:: RECORDS PROVIDED ::

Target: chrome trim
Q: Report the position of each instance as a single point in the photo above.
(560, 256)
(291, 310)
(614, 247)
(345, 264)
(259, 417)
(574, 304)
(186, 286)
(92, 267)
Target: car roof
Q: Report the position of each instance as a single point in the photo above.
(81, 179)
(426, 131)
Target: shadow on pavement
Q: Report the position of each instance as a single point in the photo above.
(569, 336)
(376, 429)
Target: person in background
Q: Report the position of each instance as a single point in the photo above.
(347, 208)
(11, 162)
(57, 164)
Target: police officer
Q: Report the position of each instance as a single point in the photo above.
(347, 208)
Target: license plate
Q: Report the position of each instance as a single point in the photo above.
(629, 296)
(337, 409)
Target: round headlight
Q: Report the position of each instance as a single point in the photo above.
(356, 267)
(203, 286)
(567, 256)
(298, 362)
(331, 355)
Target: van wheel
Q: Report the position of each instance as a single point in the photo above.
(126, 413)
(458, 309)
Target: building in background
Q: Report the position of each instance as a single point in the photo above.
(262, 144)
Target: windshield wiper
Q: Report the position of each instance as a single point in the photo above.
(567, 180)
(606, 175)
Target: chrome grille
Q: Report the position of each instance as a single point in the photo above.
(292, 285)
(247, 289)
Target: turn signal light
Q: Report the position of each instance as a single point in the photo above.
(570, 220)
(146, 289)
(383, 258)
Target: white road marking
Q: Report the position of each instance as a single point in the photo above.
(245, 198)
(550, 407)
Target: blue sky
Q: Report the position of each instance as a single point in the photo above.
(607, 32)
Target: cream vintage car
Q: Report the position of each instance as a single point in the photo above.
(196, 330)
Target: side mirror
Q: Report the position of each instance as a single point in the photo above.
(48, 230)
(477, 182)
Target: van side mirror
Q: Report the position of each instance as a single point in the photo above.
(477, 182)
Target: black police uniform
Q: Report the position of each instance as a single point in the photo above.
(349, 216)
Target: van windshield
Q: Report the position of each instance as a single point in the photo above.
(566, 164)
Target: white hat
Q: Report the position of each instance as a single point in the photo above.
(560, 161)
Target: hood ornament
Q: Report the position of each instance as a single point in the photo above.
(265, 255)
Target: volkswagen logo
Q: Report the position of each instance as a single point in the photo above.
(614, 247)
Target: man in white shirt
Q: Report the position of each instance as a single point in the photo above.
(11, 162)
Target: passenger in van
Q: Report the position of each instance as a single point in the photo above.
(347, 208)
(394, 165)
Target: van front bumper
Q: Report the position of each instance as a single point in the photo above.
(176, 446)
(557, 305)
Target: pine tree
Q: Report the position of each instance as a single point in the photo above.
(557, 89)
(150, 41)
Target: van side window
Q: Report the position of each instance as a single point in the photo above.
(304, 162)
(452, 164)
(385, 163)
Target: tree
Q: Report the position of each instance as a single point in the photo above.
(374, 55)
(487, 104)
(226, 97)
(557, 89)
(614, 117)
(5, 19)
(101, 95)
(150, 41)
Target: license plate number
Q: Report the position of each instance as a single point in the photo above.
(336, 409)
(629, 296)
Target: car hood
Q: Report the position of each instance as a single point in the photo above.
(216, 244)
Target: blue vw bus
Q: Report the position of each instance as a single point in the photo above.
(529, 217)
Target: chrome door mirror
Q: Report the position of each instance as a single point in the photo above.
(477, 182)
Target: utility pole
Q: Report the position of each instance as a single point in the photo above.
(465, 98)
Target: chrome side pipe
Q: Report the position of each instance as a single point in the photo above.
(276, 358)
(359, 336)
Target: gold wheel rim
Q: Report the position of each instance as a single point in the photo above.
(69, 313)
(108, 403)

:::

WHAT TO DO: All the entries above need to be reproduced exactly.

REPLY TO THE EXERCISE:
Target: chrome trim
Q: Report the position of each instance as a single point in the photo above.
(560, 256)
(291, 310)
(614, 247)
(345, 264)
(259, 417)
(574, 304)
(186, 286)
(92, 267)
Target: car roof
Q: Report the position of each instance as a single point in the photo above.
(81, 179)
(426, 131)
Target: shadow on pavement
Q: Report the position of each instance as a single point in the photo above.
(569, 336)
(376, 429)
Target: person in background
Q: Report the position of each instance as a single point in the photo above.
(347, 208)
(11, 162)
(57, 164)
Target: police officer
Q: Report the position of each instance as a single point in the photo above.
(347, 208)
Target: license plate
Q: Report the position of each instance as a single point in the photo above.
(629, 296)
(337, 409)
Target: round headlight
Q: Report the position of each instance as a single point in the photo above.
(356, 267)
(203, 286)
(567, 256)
(298, 362)
(331, 355)
Target: van wheel
Q: Report the position of each instance as a single point in the photo above.
(126, 413)
(458, 309)
Target: building in background
Q: Report the position of each instance as a single point in the photo above.
(262, 144)
Target: windshield wiper
Q: Report the position of each instance as a single point in the photo above.
(567, 180)
(606, 175)
Target: chrome grille
Q: Report the position of each instance as a single point in the photo above.
(292, 285)
(247, 289)
Target: turn signal light
Q: Report the position of each instance as a single point in the photo above.
(570, 220)
(146, 289)
(383, 258)
Target: white road marking
Q: Report the position of each instance as a single point in the photo above.
(245, 198)
(550, 407)
Target: blue sky
Q: Report the position of each instance as a single point in the photo above.
(607, 32)
Target: cream vintage car
Q: Report the position of each instance as a single point in the photo above.
(196, 330)
Target: side mirror
Q: Report the position of each instance as a single point in the photo above.
(48, 230)
(477, 182)
Target: van side mirror
Q: Report the position of each instance as a single point in the photo above.
(477, 182)
Target: black police uniform
Q: Report the position of each instance as a single point in the photo above.
(349, 216)
Target: van windshield
Q: Report the position of each instance as a single point in the photo above.
(566, 164)
Target: white hat
Q: Report the position of each instance as a single point in the photo above.
(560, 161)
Target: hood ornament
Q: Report the position of each instance as a single point in the photo above.
(265, 255)
Target: volkswagen logo
Q: Report the position of each instance as a single point in the photo above.
(614, 247)
Target: man in white shirt
Q: Report the position of each instance as a single point in the photo above.
(11, 162)
Target: passenger in van
Q: Report the position of each instance as a single point in the photo above.
(347, 208)
(394, 165)
Target: van front bumper
Q: Report the position of each instance as a single point in the photo above.
(176, 446)
(557, 305)
Target: pine tree
Q: Report the position of each instance as a single point in the photo above.
(557, 89)
(150, 41)
Target: van side window
Q: Report the position of each instance as a single point in the photo above.
(304, 162)
(452, 164)
(385, 163)
Target: tree
Q: Report the position of each instance as a single point in the photo above.
(374, 55)
(487, 104)
(226, 97)
(557, 89)
(614, 117)
(5, 19)
(101, 95)
(150, 41)
Target: license plate number
Q: Report the position of each instance as a single point in the photo above.
(336, 409)
(629, 296)
Target: car hood
Q: Report the position of each instance as a single point in the photo above.
(216, 244)
Target: blue vw bus
Q: Report the position of each instance as a single point in the photo above.
(529, 217)
Target: chrome door mirror
Q: Report the position of each instance as a single point in the photo above.
(477, 182)
Target: utility pole
Q: Report the position of each instance as a single point in the photo above.
(465, 98)
Target: chrome side pipe
Q: Report the position of each instance as a single point in the photo above.
(276, 358)
(359, 336)
Target: gold wheel rim
Q: Report the position of each instance as a single point in the photo above.
(69, 313)
(108, 403)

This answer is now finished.